_WHAT IS BEING ASKED_
Rewrite the lines below as a numbered list, skipping any blank lines and leaving out the pictures.

Region annotation entries
-------

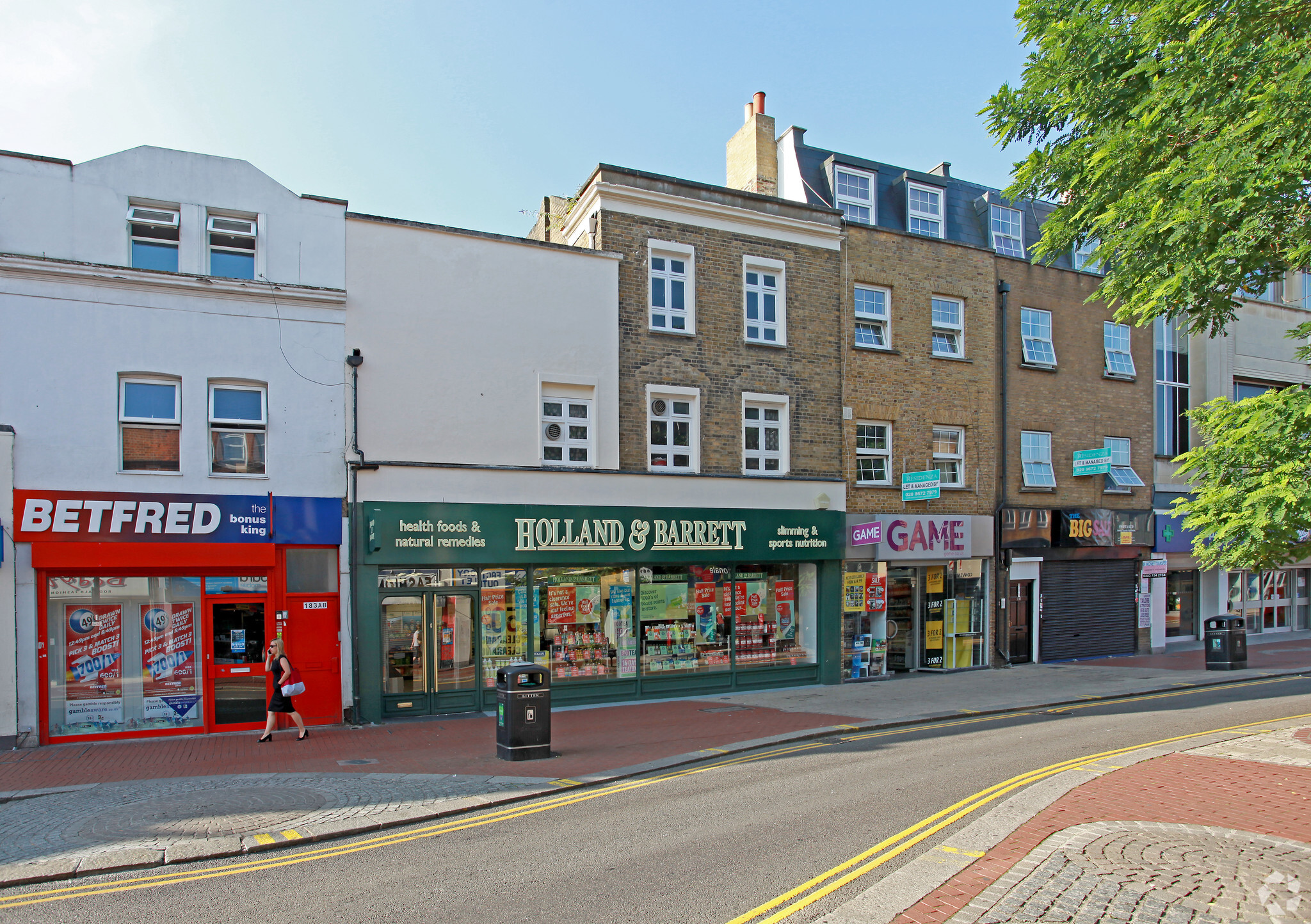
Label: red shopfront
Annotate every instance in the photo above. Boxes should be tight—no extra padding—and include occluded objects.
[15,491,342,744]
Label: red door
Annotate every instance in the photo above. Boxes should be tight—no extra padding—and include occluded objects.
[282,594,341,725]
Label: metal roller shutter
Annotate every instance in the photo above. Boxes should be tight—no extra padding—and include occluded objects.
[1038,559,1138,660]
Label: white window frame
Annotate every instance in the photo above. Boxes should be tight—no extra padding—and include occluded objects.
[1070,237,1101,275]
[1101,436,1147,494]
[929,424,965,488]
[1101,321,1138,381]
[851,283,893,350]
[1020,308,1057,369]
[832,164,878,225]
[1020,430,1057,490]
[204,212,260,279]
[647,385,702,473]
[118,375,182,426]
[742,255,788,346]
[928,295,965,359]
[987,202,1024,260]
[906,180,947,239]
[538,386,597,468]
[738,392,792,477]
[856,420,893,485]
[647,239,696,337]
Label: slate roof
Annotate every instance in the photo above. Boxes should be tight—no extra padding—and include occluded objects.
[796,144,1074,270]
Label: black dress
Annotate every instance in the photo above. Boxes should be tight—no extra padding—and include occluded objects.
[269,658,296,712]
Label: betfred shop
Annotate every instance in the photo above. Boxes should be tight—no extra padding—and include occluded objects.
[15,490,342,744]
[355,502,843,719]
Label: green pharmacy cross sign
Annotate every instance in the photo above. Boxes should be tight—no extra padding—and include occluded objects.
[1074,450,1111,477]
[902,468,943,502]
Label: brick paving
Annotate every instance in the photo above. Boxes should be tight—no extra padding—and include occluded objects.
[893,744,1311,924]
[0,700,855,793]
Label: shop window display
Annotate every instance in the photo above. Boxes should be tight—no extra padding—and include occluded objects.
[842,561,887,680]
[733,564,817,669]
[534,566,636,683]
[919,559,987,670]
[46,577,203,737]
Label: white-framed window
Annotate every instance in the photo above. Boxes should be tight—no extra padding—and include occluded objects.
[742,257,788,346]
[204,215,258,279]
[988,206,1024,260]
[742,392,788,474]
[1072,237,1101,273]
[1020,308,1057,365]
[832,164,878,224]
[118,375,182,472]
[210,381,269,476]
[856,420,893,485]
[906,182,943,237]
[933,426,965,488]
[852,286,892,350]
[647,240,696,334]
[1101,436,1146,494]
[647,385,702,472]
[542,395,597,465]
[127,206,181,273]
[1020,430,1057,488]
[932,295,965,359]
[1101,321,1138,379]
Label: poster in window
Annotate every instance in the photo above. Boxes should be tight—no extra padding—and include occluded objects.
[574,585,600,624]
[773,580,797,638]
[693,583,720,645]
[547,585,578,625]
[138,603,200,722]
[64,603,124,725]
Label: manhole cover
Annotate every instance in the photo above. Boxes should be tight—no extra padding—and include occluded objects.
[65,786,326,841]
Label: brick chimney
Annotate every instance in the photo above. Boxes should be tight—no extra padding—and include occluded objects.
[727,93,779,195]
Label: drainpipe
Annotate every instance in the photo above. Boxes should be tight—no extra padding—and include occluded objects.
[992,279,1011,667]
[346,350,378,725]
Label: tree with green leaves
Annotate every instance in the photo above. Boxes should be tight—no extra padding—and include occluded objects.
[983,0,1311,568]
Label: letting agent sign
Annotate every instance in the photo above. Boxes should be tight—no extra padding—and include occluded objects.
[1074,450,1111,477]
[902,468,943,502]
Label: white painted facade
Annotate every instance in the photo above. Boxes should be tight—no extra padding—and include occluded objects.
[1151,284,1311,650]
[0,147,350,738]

-------

_CORRECT OUTPUT_
1. Label: red shopfront
2. Annotate every instance in the photo above. Boxes should be tight—no extra padding—and include occluded objects.
3. [15,491,342,744]
4. Label: red door
5. Annotate every instance in the photo above. Boxes should be tight—no extra padding—and include occluded objects.
6. [282,594,341,725]
7. Label: metal roller shutter
8. Annotate every instance in the photo above. Boxes should be tight—no extra padding—and include occluded objects.
9. [1038,559,1138,660]
10. Label: white window frame
11. Annotate every instance in the photo above. Boxes should be tight—no extra padding—and include occluded objects.
12. [1070,237,1101,275]
13. [1101,436,1147,494]
14. [929,424,965,488]
15. [1101,321,1138,381]
16. [851,283,893,350]
17. [1020,308,1057,369]
18. [832,164,878,225]
19. [1020,430,1057,490]
20. [204,212,260,279]
21. [647,385,702,473]
22. [118,375,182,426]
23. [742,255,788,346]
24. [928,295,965,359]
25. [987,202,1024,260]
26. [906,180,947,239]
27. [538,386,597,468]
28. [738,392,792,477]
29. [856,420,893,485]
30. [647,239,696,337]
31. Label: slate roof
32. Annotate every instance in the photo above. Boxes should be tight—no extra padding—and include occluded objects.
33. [796,144,1074,270]
34. Label: black dress
35. Annotate every instance in the photo above. Boxes should be tight—no extra padding—and include occluded objects.
36. [269,658,296,712]
37. Label: betfred shop
38. Annotate every instance in the photo above. Boxes should be tight—no extra padding—and include occluded objects.
39. [15,490,342,744]
40. [355,502,843,719]
41. Label: green pharmacy cross sign
42. Annotate every instance in the photo above. Boxes should be tight—no extra padding—and include occluded objects.
43. [1074,450,1111,477]
44. [902,468,943,502]
45. Label: brick paving
46. Annotate every instance in the photo above. Boxes should be tight—no extra padding—and include occluded objects.
47. [893,744,1311,924]
48. [0,700,855,793]
49. Label: shop window display
50. Annotate every instance in the photo above. Boxes should be tight—no extra padding—and include occluded objects.
51. [842,561,887,680]
52. [733,564,817,669]
53. [534,566,636,683]
54. [919,559,987,670]
55. [46,577,203,737]
56. Label: white-framed window
57. Annotate every instance in the photo above. Boxes should be tight—no extra padding—and include occluded objects.
58. [742,257,788,346]
59. [204,215,258,279]
60. [988,206,1024,260]
61. [742,392,788,474]
62. [1072,237,1101,273]
63. [1020,308,1057,365]
64. [832,164,878,224]
65. [118,375,182,472]
66. [210,381,269,476]
67. [856,420,893,485]
68. [906,182,943,237]
69. [933,426,965,488]
70. [852,286,892,350]
71. [647,240,696,334]
72. [1101,436,1146,494]
73. [647,385,702,472]
74. [542,395,597,465]
75. [127,206,181,273]
76. [1020,430,1057,488]
77. [932,295,965,359]
78. [1101,321,1138,379]
79. Label: poster in window
80. Annotate every instance in the photo above. Boxes should be tight—no extra padding—and include occluded objects.
81. [574,585,600,624]
82. [773,580,797,638]
83. [693,583,720,645]
84. [547,585,578,625]
85. [138,603,200,722]
86. [64,603,124,725]
87. Label: manhole cover
88. Annotate every instance in the photo above. Boxes should be tight—no extra padding—and include occluded objects.
89. [65,786,326,841]
90. Label: brick chimney
91. Annotate every instance in the photo above. Boxes should be tight—no extra padding—and include occluded objects.
92. [727,93,779,195]
93. Label: drainpipe
94. Annotate every instance in the photo above. Boxes should be tight—no extra padding—and include occluded objects.
95. [992,279,1011,667]
96. [346,350,378,725]
97. Label: tree with green leaves
98. Annotate every instance in the photo above. Boxes should be tight—no extra padding—and include occluded objects.
99. [983,0,1311,568]
100. Label: letting agent sign
101. Annotate every instance in the photo above. Boxes should be tight—no extra padding—and include occluded objects.
102. [1074,450,1111,477]
103. [902,468,943,502]
104. Label: white painted facade
105. Annotate every instance in the photo above. Boxes should be tight—no extra padding—and include occluded objects.
106. [1151,284,1311,650]
107. [0,147,350,738]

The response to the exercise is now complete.